**Exercise requirements**. Return each record word for word and omit the pictures.

──────────────────────────────

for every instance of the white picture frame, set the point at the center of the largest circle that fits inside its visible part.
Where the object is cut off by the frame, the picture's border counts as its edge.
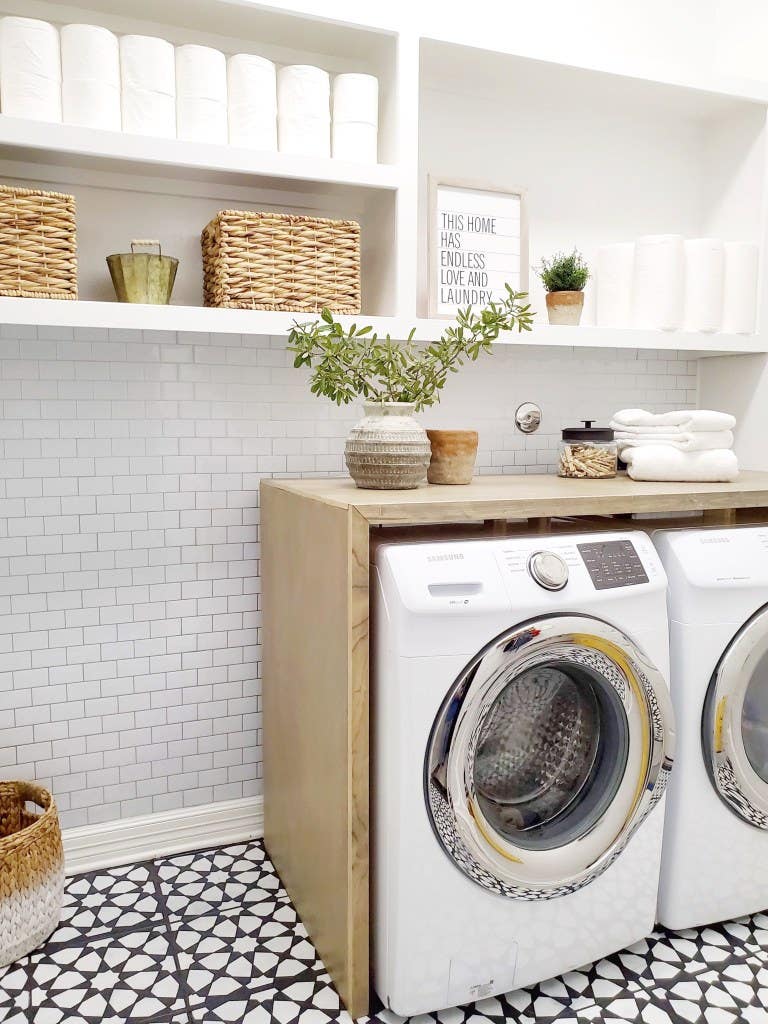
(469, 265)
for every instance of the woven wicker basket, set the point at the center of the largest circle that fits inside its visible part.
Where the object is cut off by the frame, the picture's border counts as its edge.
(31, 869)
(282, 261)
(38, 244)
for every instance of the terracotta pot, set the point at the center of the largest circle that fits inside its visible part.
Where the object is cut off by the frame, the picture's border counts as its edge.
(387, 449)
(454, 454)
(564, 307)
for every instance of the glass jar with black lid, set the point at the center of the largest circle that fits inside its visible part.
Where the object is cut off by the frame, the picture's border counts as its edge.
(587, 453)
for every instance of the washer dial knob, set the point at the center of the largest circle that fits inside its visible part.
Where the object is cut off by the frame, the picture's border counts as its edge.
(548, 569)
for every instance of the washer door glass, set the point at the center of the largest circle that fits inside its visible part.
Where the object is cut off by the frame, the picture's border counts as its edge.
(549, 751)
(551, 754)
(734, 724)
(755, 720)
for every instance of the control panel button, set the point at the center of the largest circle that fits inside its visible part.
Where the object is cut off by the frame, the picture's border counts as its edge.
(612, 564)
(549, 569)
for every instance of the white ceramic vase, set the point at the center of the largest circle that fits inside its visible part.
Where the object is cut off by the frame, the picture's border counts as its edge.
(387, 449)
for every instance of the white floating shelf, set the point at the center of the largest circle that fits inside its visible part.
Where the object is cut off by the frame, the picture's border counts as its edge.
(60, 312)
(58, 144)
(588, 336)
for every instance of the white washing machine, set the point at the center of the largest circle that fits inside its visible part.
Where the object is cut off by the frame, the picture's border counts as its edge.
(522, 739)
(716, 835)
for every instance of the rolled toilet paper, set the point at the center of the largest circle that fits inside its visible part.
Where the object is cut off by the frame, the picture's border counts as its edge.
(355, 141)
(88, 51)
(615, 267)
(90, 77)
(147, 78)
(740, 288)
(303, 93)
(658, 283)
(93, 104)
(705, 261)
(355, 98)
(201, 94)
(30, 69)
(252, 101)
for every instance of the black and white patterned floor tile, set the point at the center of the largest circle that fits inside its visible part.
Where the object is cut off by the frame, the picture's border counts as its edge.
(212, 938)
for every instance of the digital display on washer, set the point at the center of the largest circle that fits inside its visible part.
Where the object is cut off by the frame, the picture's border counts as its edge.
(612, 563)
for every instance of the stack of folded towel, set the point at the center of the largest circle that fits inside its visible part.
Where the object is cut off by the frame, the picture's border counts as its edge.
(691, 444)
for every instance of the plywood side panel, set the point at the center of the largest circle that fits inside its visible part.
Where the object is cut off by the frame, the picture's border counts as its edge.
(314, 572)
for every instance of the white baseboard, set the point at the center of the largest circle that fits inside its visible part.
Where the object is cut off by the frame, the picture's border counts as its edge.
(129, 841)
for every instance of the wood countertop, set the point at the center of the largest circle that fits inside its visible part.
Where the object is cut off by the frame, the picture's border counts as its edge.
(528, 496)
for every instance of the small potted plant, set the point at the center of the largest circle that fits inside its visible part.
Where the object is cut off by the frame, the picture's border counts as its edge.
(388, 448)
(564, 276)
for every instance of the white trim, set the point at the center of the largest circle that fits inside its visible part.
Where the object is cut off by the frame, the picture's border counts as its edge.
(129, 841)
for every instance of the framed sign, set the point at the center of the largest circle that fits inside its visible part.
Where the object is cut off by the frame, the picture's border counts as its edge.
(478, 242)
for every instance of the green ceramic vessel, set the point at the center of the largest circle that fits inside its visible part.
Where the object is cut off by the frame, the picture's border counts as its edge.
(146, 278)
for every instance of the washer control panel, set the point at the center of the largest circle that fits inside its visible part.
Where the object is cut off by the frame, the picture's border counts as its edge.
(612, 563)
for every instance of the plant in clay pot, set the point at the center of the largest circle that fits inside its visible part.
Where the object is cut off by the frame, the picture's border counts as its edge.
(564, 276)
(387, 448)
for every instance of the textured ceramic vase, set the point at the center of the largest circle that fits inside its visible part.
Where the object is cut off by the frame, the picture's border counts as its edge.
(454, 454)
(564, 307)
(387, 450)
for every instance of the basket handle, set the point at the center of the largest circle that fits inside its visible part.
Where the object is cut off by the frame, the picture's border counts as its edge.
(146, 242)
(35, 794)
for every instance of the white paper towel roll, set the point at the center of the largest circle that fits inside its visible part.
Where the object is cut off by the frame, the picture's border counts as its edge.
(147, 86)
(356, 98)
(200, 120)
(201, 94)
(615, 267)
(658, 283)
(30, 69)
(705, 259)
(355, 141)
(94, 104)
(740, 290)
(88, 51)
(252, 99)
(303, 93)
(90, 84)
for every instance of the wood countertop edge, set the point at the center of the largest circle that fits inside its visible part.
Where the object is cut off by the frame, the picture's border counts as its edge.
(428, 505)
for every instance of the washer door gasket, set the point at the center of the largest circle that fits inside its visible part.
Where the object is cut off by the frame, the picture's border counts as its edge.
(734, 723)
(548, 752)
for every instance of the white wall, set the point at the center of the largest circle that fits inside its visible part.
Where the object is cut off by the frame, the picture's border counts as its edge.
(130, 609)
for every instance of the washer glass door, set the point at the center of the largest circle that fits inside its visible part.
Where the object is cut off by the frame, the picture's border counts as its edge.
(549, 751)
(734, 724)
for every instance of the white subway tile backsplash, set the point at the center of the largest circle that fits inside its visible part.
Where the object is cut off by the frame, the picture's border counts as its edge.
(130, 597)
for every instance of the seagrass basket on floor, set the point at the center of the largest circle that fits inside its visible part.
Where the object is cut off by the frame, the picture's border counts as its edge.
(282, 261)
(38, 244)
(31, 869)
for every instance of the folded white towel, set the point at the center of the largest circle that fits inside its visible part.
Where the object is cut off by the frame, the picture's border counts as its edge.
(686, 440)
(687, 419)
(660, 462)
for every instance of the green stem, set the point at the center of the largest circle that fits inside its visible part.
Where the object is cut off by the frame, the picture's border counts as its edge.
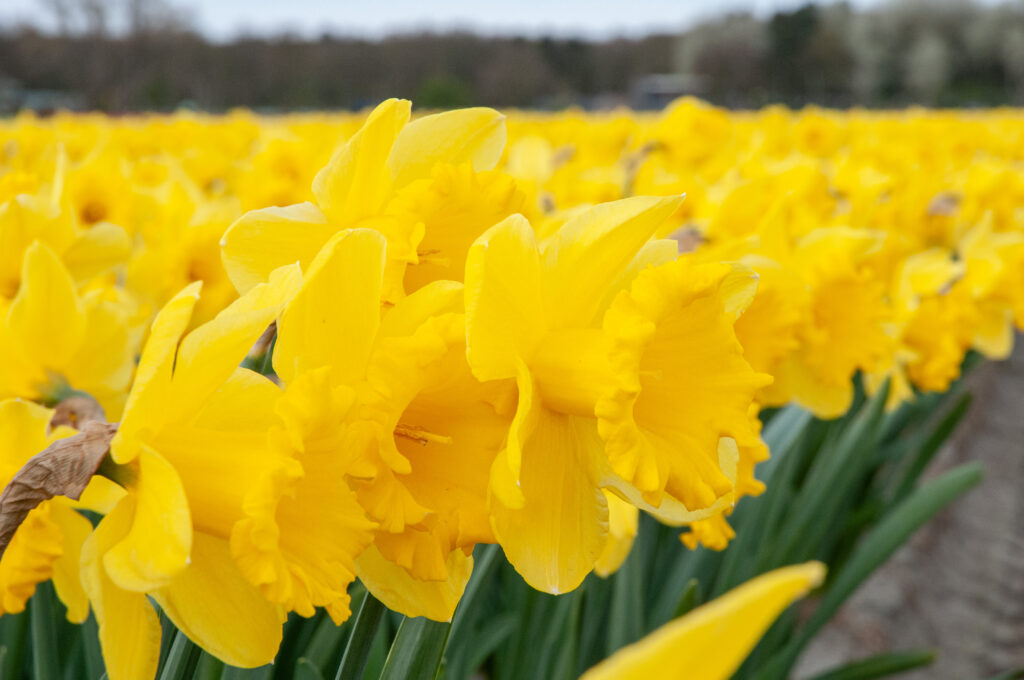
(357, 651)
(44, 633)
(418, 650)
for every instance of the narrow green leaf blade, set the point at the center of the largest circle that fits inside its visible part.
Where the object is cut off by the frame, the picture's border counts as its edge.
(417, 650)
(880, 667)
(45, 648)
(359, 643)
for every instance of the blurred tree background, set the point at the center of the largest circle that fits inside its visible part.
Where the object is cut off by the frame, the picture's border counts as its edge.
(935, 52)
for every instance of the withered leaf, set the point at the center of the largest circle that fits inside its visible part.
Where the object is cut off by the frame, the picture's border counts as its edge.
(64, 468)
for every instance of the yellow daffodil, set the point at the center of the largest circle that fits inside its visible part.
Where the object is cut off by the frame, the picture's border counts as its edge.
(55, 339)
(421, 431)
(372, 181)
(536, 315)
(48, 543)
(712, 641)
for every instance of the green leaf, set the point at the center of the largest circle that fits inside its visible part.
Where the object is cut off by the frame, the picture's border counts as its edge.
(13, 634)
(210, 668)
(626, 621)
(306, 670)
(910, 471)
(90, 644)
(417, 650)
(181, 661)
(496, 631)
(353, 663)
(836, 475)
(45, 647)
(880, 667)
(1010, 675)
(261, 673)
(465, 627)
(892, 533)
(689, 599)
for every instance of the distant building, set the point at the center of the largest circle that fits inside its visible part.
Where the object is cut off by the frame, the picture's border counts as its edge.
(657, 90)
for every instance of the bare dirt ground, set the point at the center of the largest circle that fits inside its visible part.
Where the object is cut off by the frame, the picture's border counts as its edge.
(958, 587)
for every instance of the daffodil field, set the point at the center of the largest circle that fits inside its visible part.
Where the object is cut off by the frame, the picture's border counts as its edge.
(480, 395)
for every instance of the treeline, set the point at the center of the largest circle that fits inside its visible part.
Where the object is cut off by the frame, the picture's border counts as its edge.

──────────────────────────────

**Reply to the exercise**.
for every instance of the white picture frame, set the point at the center of the largest circle that fits inside its visible part.
Where the object is cut off by the frame, the picture's border counts as its edge.
(469, 265)
for every instance of the woven wicker basket, set the point at the center of the largest circle that fits inside its visible part.
Where the object is cut off by the frame, the picture's border counts as its edge.
(31, 869)
(282, 261)
(38, 244)
for every instance of the terracotta pot, set the point at the center of the largest circle that fits inside its visible part.
Where the object is cut off by the frame, the picture's border counts as its edge.
(387, 449)
(454, 454)
(564, 307)
for every instance of the glass jar with black lid, set the point at the center of the largest circle that fits inside its visible part.
Where the object is cut off by the frame, the picture's border counts as its edge.
(587, 453)
for every instance of the washer dial knob, set the point at the center of the largest circle that fits inside its visible part.
Where the object is cut off by the frame, the picture's border counts as its edge.
(548, 569)
for every instance of the washer door glass, set the point at the center of the largest circle that fits inside its visible part.
Where the object is cut off by the frame, the picture's border counts as its edge.
(549, 751)
(551, 754)
(734, 724)
(755, 720)
for every instance of the control panel button, set the point at the center of the largest circle that fits inside its visible part.
Where the object is cut off by the frame, the picture's border counts as its edge.
(612, 564)
(549, 569)
for every instance of the white ceramic vase, set the point at the center of the largest circle that fits inside its visible part.
Where the object is cut off by the frame, the picture's border counts as its edge.
(387, 449)
for every instance of the white floating shelf, set the point at the center of the largest circle that fits inside its visible part.
Where the object is cut off by the frame, the picture's border counts as its edge.
(60, 312)
(58, 144)
(588, 336)
for every instance of the white washing machine, set the point at the center of the largest circle that fits inside its visible part.
Where the object is cut off by the frame, the picture's border counts as its edge.
(522, 739)
(716, 835)
for every instance of the rolled toilet paper, set the point at the center of the largest circle that fits inside its visible part.
Where the object is cut off by the frame, the picture's border counts as its edge.
(355, 141)
(88, 51)
(615, 267)
(90, 77)
(147, 78)
(740, 288)
(303, 93)
(658, 283)
(93, 104)
(705, 261)
(355, 98)
(201, 94)
(30, 69)
(252, 101)
for every instance of the black and white patterned floor tile, set the point at the center of the largest circle that fits inside its visible part.
Where the object is cut off by the frame, the picture's border counts as its edge.
(212, 938)
for every instance of the digital display on washer, set the point at the center of the largest circle that fits inside its visible part.
Where the object is cut off by the frame, the picture's border counts as its edge.
(612, 563)
for every instance of the stack of folded towel, set the point at the center of the largest circle that fits inside its visible part.
Where the object is cut off by the frame, the picture's border counts as its edge.
(691, 444)
for every instance of the plywood side panel, set the point at the center of the largest circle that fits inside its visible part.
Where the object is cut off by the frame, the picture's border counts as its edge.
(314, 572)
for every instance of the white baseboard, set the point at the center of the largest circle that fits inside its visible part.
Where the object is cut off by the frame, the picture's border counts as its edge.
(129, 841)
for every instance of the wood countertop, set the point at the center of the largest circle that fits inside its visible part.
Where the object is cut off by the frame, the picture's border counts as its edge.
(528, 496)
for every instance of the small potted plant, set the point at the center of the largest circle that fits inside its visible part.
Where the object is cut off by the frame, the picture's border counts as its edge.
(388, 448)
(564, 276)
for every instance of the white trim, set the point at the center of the largest circle that fits inside its visible part.
Where the object is cut off by the frame, the picture's border counts as its edge.
(129, 841)
for every instance of the framed sign, set the point at the center of the largest circle that fits inside its visible part.
Where the object is cut off by the frame, the picture's border counts as its edge.
(478, 242)
for every instance of the green ceramic vessel, set the point at the center of the largest circle that fits inside its visible part.
Where the object is cut off by the frame, the picture's border counts as its edge.
(146, 278)
for every instance of the washer control panel, set the point at the center of the largest circle that fits inside its visible part.
Where the object is cut off by the frame, the picture's border counts as its edge.
(612, 563)
for every instance of the plant in clay pot, set the point at the center of the largest circle that fits inside its visible part.
Where the object is cut off by the frame, the picture's border counts as its edge.
(564, 276)
(387, 448)
for every instance of the textured ceramic vase, set the point at the center of the largest circle that fits inside its visible part.
Where the object is cut off by the frame, the picture's border counts as its edge.
(454, 454)
(564, 307)
(387, 450)
for every instance of the basket handle, set the point at the center of the largest circle that fits inside its visible part.
Where the object is cut off by the frame, the picture's border counts as its edge.
(146, 242)
(35, 794)
for every instance of the white paper towel roll, set the point at the center of the largest circle that fits inside its visible part.
Where the object is cut off by the frame, the picture's border counts as its edge.
(147, 86)
(356, 98)
(200, 120)
(201, 94)
(615, 267)
(658, 283)
(30, 69)
(705, 259)
(355, 141)
(94, 104)
(740, 290)
(88, 51)
(252, 99)
(303, 93)
(90, 84)
for every instance of the wood countertop edge, set the point at the center of the largest circle that fits inside its visible part.
Where the object is cut off by the frame, the picture's border counts as its edge.
(428, 505)
for every instance of the washer door gasket, set the point at the center of the largest circle that fits inside its visible part.
Where the object is cut off by the frame, the picture's border counts as its edge.
(734, 723)
(548, 752)
for every instance of the white wall, set the point at the center of the largest circle that fits inside its visible part.
Where the object is cut off by the frame, the picture's border counts as its edge.
(130, 609)
for every instance of the washer glass door, set the point at the center of the largest circle that fits inside its visible part.
Where the object is cut off by the frame, the picture's border counts as its edge.
(549, 751)
(734, 724)
for every instance of the white subway tile backsplash, set the point at the center of the largest circle that fits inside its visible part.
Where the object is cut off by the frame, the picture's border counts as its edge.
(130, 597)
for every instance of the seagrass basket on floor, set the point at the center of the largest circle that fits inside its visible part.
Where the object is cut off by the frame, the picture's border counts as its edge.
(282, 261)
(38, 244)
(31, 869)
for every instance of the folded white towel, set the point at the center of the largest circle that fits inside its visible part.
Where the object is cut off by the frame, the picture's border counts as its edge.
(686, 440)
(687, 419)
(660, 462)
for every instance of the green stem, set the point at the center of the largest circle that fits inside its visible part.
Where the object is cut off by the frame, the picture's border counts as its edge.
(357, 651)
(44, 633)
(418, 650)
for every instance of the narrow green leaf blade, set the point at the center of the largest circle that fits inside its visible part.
Where the object is cut off by the frame, the picture's border counts as its edge.
(417, 650)
(880, 667)
(45, 648)
(359, 643)
for every instance of the blurred tree background, set the point at the center of the largest circle that fits inside its visible part.
Where the object is cut off by the frame, the picture's border counts as its edge.
(935, 52)
for every instance of the withered leaf, set the point at the center of the largest circle that fits inside its visible part.
Where the object is cut off by the frame, the picture's border counts as its edge.
(64, 468)
for every instance of the yellow daffodil, set the point at the center of the largest circle that fits inside its visible part.
Where the object is cut off by the frame, the picture's border counts as its edge.
(55, 339)
(421, 431)
(372, 181)
(536, 315)
(48, 543)
(712, 641)
for every instance of the green leaf, set the point at the center of the largest circle that fits inside its visible part.
Where the object is cut off by the frame, the picture's border counts as its edge.
(13, 634)
(210, 668)
(626, 621)
(306, 670)
(910, 471)
(90, 644)
(417, 650)
(181, 661)
(496, 631)
(353, 663)
(836, 475)
(45, 647)
(880, 667)
(1010, 675)
(261, 673)
(465, 627)
(892, 533)
(689, 599)
for every instance of the distant building, set the point at the center of the largest circle that fits inside its visible part.
Where the object is cut off by the frame, the picture's border counts as its edge.
(657, 90)
for every instance of the bare dirt ground, set the point at the center of the largest circle that fits inside its visible part.
Where the object is cut off by the frame, the picture's border counts as its edge.
(958, 587)
for every instance of the daffodil field, set the point at the center of the largest circle that fits inside its visible part.
Where the object is cut off by the frame, the picture's border counts as its edge.
(480, 395)
for every instance of the treeline, set the point at the center of the largest circle that fits inside its visible part.
Where the object is cut off by the frame, the picture's border counts as its edge.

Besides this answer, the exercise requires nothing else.